+++ Provided data +++

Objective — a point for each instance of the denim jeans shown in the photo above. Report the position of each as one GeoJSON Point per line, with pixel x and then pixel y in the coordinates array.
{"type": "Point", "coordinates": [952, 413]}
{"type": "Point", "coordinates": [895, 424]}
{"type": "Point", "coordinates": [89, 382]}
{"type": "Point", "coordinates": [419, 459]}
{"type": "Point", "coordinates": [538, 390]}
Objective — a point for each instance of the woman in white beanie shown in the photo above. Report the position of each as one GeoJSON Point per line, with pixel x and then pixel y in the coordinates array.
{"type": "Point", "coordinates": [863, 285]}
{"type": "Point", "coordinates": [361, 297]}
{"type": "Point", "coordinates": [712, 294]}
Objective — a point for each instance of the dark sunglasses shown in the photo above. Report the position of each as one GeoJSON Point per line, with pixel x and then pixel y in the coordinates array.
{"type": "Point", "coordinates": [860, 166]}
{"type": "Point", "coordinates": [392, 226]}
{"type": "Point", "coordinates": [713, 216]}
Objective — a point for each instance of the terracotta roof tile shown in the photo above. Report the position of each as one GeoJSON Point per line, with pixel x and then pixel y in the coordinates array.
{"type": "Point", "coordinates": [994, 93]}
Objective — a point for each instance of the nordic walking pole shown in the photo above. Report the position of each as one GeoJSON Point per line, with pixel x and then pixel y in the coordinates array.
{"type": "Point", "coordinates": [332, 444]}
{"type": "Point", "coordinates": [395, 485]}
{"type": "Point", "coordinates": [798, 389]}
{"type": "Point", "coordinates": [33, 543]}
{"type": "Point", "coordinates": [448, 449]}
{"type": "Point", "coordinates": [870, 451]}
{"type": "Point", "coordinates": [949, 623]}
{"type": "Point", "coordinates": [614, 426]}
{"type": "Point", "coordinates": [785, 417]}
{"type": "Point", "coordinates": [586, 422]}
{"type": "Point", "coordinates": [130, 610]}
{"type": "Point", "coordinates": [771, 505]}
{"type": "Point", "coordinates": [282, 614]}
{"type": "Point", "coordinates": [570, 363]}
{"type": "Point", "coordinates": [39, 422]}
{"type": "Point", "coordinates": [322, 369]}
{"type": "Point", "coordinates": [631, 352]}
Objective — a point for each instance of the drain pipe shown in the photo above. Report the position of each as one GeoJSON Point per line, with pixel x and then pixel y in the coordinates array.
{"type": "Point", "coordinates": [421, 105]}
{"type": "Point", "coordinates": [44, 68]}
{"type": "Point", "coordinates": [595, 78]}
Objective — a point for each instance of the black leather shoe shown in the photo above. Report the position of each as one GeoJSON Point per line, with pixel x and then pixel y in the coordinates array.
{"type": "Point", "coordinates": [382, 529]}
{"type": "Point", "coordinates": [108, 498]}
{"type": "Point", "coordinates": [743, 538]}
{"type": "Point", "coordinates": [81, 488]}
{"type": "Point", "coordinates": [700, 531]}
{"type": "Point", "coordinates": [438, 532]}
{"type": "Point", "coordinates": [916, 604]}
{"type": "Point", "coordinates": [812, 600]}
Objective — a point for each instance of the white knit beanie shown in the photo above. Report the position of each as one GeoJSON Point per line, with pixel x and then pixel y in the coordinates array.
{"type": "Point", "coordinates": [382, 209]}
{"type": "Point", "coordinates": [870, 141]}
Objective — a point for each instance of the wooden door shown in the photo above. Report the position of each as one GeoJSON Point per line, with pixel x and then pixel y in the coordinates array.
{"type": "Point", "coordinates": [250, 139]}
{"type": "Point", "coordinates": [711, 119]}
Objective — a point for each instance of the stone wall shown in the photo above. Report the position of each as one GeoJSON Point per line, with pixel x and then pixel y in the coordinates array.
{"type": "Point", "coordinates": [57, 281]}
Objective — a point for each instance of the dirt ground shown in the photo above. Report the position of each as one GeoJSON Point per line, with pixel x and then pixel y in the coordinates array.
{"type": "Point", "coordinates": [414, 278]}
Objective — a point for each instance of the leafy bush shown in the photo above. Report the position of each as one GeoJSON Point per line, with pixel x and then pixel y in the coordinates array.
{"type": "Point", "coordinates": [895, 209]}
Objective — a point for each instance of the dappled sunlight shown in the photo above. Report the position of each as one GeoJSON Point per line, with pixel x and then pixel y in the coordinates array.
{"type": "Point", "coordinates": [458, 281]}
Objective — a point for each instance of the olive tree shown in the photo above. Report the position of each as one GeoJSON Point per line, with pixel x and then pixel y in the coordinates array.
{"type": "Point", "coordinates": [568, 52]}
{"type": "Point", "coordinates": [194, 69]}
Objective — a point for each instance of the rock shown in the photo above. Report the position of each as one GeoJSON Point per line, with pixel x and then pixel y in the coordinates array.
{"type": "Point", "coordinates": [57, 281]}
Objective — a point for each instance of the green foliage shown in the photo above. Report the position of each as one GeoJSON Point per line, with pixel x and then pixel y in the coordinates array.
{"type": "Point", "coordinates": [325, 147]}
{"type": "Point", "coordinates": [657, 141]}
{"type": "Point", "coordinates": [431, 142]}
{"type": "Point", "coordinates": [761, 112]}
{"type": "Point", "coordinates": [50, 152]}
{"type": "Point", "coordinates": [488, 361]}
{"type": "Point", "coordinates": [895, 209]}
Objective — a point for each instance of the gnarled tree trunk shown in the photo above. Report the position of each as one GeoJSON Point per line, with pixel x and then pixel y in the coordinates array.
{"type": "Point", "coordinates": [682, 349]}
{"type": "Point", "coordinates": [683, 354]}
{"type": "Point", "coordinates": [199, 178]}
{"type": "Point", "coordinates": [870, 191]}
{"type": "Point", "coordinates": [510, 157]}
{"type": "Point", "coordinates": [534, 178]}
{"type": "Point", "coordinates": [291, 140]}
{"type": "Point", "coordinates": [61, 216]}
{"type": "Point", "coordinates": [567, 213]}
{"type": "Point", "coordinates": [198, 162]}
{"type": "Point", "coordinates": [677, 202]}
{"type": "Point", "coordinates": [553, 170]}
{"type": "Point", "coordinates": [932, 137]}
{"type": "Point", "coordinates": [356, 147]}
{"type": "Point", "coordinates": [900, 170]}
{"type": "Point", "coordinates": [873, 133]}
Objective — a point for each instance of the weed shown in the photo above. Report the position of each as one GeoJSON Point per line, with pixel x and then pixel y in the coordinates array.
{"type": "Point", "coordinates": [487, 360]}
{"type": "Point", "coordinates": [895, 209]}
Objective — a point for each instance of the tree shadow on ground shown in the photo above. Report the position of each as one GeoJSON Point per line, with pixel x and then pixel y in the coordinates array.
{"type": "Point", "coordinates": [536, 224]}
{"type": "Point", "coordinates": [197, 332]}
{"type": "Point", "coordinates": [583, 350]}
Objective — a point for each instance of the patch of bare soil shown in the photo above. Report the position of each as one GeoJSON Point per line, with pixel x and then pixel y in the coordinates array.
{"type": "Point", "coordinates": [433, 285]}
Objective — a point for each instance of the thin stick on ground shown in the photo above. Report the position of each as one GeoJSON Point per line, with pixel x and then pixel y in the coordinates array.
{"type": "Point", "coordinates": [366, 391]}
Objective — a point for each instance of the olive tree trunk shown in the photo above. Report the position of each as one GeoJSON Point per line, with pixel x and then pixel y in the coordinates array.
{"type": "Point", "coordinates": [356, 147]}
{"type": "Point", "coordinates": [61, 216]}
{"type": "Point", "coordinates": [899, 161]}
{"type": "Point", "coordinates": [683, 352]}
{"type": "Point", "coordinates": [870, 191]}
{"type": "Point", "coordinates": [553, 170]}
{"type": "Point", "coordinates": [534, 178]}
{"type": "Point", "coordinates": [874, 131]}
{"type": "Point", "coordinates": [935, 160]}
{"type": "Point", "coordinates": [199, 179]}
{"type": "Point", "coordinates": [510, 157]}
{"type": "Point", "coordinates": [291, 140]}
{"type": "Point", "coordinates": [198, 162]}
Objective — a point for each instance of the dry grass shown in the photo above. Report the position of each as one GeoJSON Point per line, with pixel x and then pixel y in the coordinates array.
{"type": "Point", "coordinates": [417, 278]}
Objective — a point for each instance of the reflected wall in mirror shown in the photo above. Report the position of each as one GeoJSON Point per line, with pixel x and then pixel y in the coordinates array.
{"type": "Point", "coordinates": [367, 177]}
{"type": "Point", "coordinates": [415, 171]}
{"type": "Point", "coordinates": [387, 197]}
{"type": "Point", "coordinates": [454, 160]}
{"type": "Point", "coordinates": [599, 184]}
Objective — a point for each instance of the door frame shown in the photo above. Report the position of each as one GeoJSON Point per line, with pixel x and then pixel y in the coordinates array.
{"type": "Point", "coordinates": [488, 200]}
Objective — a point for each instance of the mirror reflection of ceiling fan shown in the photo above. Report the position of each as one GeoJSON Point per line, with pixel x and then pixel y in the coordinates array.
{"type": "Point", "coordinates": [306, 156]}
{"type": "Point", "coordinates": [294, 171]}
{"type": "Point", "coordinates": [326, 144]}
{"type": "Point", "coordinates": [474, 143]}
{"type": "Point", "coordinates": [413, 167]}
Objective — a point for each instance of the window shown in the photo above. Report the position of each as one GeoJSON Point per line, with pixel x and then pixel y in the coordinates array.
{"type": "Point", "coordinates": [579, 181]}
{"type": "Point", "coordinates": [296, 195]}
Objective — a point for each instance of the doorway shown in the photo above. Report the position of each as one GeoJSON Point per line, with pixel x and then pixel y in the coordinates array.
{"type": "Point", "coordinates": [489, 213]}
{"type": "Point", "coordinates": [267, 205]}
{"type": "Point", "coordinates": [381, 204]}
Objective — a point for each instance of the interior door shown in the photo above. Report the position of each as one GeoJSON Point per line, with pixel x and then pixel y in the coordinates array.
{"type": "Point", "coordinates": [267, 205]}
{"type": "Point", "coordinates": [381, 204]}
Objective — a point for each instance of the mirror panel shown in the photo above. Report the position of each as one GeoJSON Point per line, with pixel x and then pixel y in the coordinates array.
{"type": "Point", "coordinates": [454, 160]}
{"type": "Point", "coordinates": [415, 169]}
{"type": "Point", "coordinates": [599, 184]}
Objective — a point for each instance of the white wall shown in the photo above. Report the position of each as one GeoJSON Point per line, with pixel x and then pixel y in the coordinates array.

+++

### What the task asks
Look above for the line containing "Objective — a point for each instance of the mirror reflection", then transcribe it and all lines after it through the last, exactly and with nothing else.

### The reply
Objective — a point for each instance of the mirror reflection of ceiling fan shown in the photo above. Report the position of each as one GeoJSON Point per line, with pixel x and then pixel y in the coordinates array.
{"type": "Point", "coordinates": [306, 156]}
{"type": "Point", "coordinates": [294, 171]}
{"type": "Point", "coordinates": [326, 144]}
{"type": "Point", "coordinates": [474, 143]}
{"type": "Point", "coordinates": [413, 167]}
Objective — a point for each instance of the window shown in the photo above. Report the position of each as one GeoJSON Point per line, with pixel x and then pixel y in the coordinates array.
{"type": "Point", "coordinates": [579, 181]}
{"type": "Point", "coordinates": [296, 195]}
Objective — a point for each instance of the doorway shown in the photo above. Report the position of each as one GeoJSON Point per line, with pixel x and then pixel y in the coordinates array.
{"type": "Point", "coordinates": [489, 213]}
{"type": "Point", "coordinates": [267, 205]}
{"type": "Point", "coordinates": [381, 204]}
Objective — a point for each instance of the interior door shown in the photo above. Report the position of each as one GeoJSON Point per line, with pixel x and then pixel y in the coordinates array.
{"type": "Point", "coordinates": [267, 205]}
{"type": "Point", "coordinates": [381, 204]}
Objective — a point for each instance of the mirror panel shown in the photo above. Report the position of each as one GeoJSON Point per line, with pixel x and then pixel y in the coordinates array.
{"type": "Point", "coordinates": [454, 160]}
{"type": "Point", "coordinates": [415, 169]}
{"type": "Point", "coordinates": [599, 184]}
Objective — a point for each instance of the white wall shown in the photo above. Report the position of each as one GeoJSON Point per line, with pixel x and then pixel y in the coordinates array.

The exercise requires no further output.